The following data has a line with "Tag every instance of the red and" and a line with "Tag every instance of the dried brown leaf". Write out exactly those lines and all the lines between them.

[Data excerpts]
•••

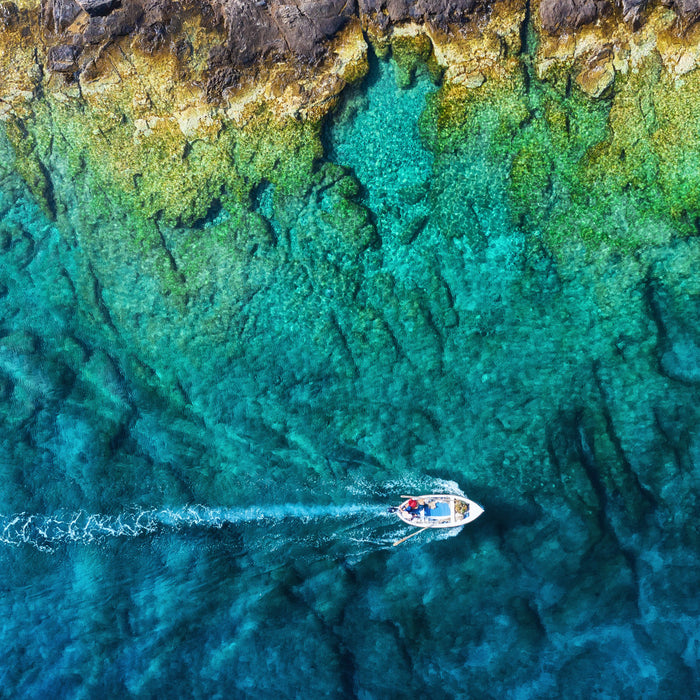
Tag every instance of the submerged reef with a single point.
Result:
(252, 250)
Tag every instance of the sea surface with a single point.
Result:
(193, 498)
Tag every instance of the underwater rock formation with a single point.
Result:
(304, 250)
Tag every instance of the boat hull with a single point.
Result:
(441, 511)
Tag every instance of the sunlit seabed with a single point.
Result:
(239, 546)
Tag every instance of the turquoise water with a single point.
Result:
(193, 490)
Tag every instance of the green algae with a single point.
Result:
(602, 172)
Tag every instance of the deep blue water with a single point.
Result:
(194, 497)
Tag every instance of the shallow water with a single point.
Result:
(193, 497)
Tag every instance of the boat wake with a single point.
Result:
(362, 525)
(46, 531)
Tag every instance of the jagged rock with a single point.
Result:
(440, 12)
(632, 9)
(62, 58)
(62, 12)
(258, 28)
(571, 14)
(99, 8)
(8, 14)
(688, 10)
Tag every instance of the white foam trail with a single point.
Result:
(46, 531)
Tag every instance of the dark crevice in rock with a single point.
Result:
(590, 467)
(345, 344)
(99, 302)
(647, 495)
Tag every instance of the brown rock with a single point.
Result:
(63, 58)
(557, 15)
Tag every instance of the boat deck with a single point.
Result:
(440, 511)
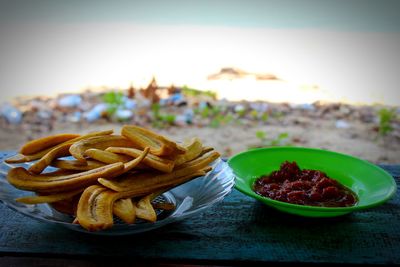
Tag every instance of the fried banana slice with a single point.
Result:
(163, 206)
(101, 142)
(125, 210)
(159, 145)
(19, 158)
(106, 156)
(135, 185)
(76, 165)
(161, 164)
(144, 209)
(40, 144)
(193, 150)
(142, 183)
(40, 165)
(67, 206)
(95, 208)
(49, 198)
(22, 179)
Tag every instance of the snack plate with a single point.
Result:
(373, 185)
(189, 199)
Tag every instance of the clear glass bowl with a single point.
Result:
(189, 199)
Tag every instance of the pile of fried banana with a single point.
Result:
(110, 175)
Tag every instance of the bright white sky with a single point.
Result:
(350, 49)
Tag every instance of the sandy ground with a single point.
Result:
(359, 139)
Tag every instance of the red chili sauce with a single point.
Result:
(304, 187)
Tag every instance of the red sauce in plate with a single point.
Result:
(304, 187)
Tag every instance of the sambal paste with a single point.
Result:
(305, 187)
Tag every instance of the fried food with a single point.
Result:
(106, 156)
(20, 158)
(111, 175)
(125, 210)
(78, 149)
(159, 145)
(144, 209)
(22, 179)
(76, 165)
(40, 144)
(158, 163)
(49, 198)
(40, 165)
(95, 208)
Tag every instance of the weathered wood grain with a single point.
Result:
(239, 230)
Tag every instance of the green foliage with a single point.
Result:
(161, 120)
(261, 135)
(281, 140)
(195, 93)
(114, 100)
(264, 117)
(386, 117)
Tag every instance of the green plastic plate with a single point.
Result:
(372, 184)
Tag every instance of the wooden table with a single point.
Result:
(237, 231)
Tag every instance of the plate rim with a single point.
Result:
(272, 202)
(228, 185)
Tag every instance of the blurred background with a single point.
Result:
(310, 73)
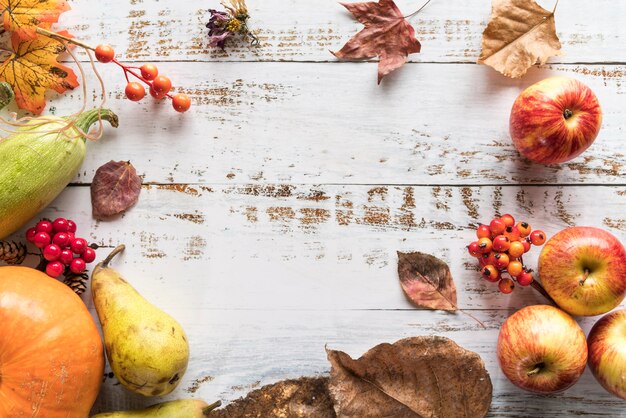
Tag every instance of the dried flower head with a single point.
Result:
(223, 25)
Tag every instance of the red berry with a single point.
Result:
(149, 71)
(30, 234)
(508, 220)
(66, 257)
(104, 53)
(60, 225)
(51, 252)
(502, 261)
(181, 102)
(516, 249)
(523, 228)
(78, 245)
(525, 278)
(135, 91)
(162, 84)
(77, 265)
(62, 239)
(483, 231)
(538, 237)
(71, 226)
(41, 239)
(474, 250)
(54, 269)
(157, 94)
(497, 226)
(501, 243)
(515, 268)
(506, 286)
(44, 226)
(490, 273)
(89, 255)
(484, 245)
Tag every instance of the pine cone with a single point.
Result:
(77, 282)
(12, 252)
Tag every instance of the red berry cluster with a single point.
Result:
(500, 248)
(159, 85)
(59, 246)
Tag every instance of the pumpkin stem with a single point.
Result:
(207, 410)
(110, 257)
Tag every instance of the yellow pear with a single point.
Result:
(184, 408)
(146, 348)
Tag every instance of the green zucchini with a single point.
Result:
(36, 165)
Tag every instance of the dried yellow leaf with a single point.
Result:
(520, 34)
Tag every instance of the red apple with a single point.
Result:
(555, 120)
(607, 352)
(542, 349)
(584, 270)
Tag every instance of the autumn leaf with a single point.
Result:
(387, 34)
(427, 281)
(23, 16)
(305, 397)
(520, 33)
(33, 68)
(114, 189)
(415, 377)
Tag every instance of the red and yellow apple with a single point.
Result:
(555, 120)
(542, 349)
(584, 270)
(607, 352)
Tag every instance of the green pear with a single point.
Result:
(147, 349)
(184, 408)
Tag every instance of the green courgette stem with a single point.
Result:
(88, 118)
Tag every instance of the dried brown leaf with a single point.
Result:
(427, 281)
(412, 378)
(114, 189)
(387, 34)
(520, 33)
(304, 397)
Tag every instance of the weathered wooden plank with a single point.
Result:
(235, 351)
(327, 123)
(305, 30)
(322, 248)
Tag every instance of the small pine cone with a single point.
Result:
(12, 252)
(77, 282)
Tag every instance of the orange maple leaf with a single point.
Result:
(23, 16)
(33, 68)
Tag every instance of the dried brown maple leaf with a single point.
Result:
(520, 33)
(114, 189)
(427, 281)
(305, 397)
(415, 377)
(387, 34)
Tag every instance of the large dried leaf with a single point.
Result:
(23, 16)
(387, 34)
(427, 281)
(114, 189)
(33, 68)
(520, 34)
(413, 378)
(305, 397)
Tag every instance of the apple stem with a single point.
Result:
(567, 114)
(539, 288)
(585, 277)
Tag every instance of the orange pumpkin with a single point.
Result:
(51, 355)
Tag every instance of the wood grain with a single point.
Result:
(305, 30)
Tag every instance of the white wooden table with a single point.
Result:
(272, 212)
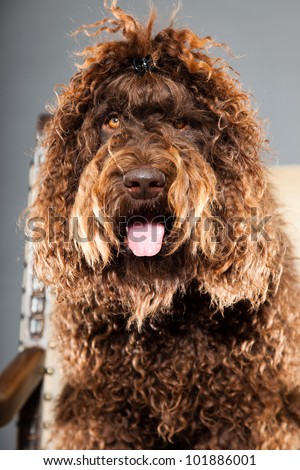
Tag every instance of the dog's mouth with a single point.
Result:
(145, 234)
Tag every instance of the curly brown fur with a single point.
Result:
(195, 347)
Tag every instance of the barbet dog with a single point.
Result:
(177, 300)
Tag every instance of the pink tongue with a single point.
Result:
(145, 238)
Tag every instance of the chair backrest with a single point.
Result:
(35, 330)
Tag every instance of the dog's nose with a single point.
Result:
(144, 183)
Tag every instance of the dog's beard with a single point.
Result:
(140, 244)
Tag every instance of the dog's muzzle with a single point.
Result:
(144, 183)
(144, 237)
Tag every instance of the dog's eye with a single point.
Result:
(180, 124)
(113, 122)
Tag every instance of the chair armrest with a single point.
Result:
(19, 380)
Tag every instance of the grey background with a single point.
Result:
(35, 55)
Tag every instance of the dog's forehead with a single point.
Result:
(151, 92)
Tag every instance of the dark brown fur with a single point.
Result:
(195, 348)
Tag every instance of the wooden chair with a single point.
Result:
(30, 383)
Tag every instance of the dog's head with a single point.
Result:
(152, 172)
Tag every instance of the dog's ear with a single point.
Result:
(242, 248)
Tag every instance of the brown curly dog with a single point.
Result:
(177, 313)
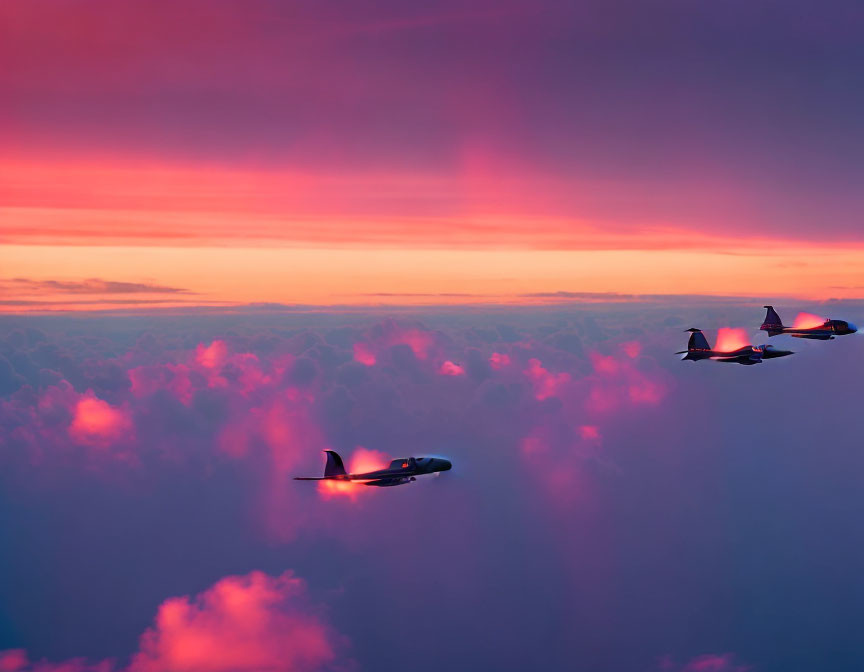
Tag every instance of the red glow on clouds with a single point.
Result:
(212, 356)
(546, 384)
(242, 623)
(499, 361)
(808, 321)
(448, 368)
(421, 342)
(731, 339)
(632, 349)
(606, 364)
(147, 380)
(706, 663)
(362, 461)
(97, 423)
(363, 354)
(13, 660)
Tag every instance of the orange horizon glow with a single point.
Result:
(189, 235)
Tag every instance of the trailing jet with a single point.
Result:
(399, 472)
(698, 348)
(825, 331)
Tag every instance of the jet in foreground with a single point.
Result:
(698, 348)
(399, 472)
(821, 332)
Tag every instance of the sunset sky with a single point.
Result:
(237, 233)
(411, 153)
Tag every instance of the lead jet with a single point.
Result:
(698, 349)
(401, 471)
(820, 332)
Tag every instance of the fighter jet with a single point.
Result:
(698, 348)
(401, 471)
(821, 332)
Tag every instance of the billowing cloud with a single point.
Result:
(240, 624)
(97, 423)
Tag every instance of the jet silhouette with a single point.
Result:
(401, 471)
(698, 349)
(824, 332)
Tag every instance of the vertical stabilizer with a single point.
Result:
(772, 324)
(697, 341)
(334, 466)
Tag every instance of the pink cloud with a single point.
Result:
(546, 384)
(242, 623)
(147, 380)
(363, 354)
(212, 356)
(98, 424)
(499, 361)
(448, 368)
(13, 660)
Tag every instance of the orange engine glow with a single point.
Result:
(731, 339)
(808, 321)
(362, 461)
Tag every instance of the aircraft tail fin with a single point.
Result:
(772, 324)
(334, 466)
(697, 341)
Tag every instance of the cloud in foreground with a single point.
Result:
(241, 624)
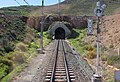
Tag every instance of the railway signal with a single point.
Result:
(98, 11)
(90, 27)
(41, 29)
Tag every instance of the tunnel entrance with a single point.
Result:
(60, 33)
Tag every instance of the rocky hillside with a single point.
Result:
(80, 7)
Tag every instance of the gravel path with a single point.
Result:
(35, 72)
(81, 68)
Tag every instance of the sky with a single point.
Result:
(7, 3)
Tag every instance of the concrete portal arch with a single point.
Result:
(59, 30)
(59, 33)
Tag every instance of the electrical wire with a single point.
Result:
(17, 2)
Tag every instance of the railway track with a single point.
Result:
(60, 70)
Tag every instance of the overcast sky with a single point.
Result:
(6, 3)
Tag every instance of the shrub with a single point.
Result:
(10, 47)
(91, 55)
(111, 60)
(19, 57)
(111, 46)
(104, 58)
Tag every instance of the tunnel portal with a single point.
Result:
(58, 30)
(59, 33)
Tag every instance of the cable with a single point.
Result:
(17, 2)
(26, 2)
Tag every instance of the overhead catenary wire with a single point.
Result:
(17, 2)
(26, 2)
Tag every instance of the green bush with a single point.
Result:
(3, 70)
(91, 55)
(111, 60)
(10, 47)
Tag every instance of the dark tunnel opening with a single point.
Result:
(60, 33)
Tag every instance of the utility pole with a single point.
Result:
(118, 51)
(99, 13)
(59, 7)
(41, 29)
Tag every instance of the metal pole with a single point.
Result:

•••

-- PROBLEM SOLUTION --
Tag every instance of the red and yellow apple with a single point.
Result:
(555, 120)
(542, 349)
(584, 270)
(607, 352)
Tag every instance of the green pear with a single point.
Result:
(147, 349)
(184, 408)
Tag every instance of the green courgette stem with a single point.
Result:
(88, 118)
Tag every instance of the dried brown leaf with a single point.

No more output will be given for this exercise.